- [Task 1]: List every item the commentary on Va'era tells readers to "Add" in its closing call to action.
- [Task 2]: Quote the commentary on Va'era word for word between "And so, the" and "to a reality.", inclusive.

- [Source]:
start
What Do We Do When Our Efforts Fall Flat?

Friday, 16 January, 2026 - 2:41 pm

 


How do we keep pushing when we falter? When we finally muster the courage and conviction to do the right thing, to speak up, to take responsibility, to make change — only to watch our efforts fall flat, complicate matters, and even push us backward? We all know that moment. The one where you look up to Heaven and ask, "Wasn't this supposed to get easier once I chose the right path?"

The answer lies in this week's Torah portion, Va'era. The Torah reminds us that even our greatest spiritual heroes faced that same discouraging paradox. Moshe finally agrees to accept his mission, confront Pharaoh, and speak on behalf of a broken people desperate for freedom. But instead of liberation, things get worse. The workload increases. Spirits collapse, and the Jewish people blame Moshe, one of the greatest leaders of the Jewish people. Moshe, in turn, cries out to G-d: "Why did You make things worse?" In that single line, the Torah validates the frustration we often feel.

G-d's answer to Moshe is a lesson to every one of us in the struggles we face. Redemption is not an overnight transformation; it's a process that exposes hidden strength. The plagues show the world that history has a moral arc, that tyranny has an expiration date, and that the Jewish mission is not subject to the whims of power. Pharaoh may control the present, but he does not define the future. Setbacks, it turns out, are not failures; they are the soil in which miracles take root.

And so, the Torah challenges us: don't measure your progress solely by outcomes. Measure it by conviction. By persistence. By your willingness to keep showing up even after a bad day, a closed door, or a painful disappointment. The Jewish story is not linear; it zigzags, stalls, dips, and at times looks utterly impossible, until suddenly it doesn't. Until suddenly the sea splits.

Which means this week's call to action is simple but audacious: keep pushing. If you stumbled, get back up. If you spoke and weren't heard, speak again. If you tried to build something good and the world pushed back, make it stronger. Add light. Add kindness. Add mitzvot. Add resolve. Because the journey isn't measured in comfort but in purpose, and when we refuse to quit, redemption moves from a promise to a reality.
end
- [Listed records]:
start
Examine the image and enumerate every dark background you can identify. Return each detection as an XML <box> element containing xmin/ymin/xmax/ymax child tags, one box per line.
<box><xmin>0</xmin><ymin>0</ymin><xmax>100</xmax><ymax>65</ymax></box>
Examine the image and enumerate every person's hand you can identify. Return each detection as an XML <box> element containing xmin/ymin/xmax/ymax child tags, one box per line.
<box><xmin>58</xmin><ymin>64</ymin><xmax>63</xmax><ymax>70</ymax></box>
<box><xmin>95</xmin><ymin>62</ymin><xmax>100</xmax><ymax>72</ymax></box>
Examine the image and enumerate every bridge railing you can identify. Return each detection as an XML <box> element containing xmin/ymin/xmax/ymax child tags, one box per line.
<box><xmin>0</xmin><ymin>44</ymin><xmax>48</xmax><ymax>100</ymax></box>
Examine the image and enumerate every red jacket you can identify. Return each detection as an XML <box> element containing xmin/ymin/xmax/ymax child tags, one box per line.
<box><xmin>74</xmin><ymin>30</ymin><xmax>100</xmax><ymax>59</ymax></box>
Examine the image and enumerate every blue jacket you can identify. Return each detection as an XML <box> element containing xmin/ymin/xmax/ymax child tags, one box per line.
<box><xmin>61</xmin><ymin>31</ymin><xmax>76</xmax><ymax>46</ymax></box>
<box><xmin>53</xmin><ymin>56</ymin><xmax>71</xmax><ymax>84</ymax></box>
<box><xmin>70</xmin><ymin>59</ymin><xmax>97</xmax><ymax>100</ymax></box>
end
- [Answer 1]: light, kindness, mitzvot, resolve

- [Answer 2]:
And so, the Torah challenges us: don't measure your progress solely by outcomes. Measure it by conviction. By persistence. By your willingness to keep showing up even after a bad day, a closed door, or a painful disappointment. The Jewish story is not linear; it zigzags, stalls, dips, and at times looks utterly impossible, until suddenly it doesn't. Until suddenly the sea splits.

Which means this week's call to action is simple but audacious: keep pushing. If you stumbled, get back up. If you spoke and weren't heard, speak again. If you tried to build something good and the world pushed back, make it stronger. Add light. Add kindness. Add mitzvot. Add resolve. Because the journey isn't measured in comfort but in purpose, and when we refuse to quit, redemption moves from a promise to a reality.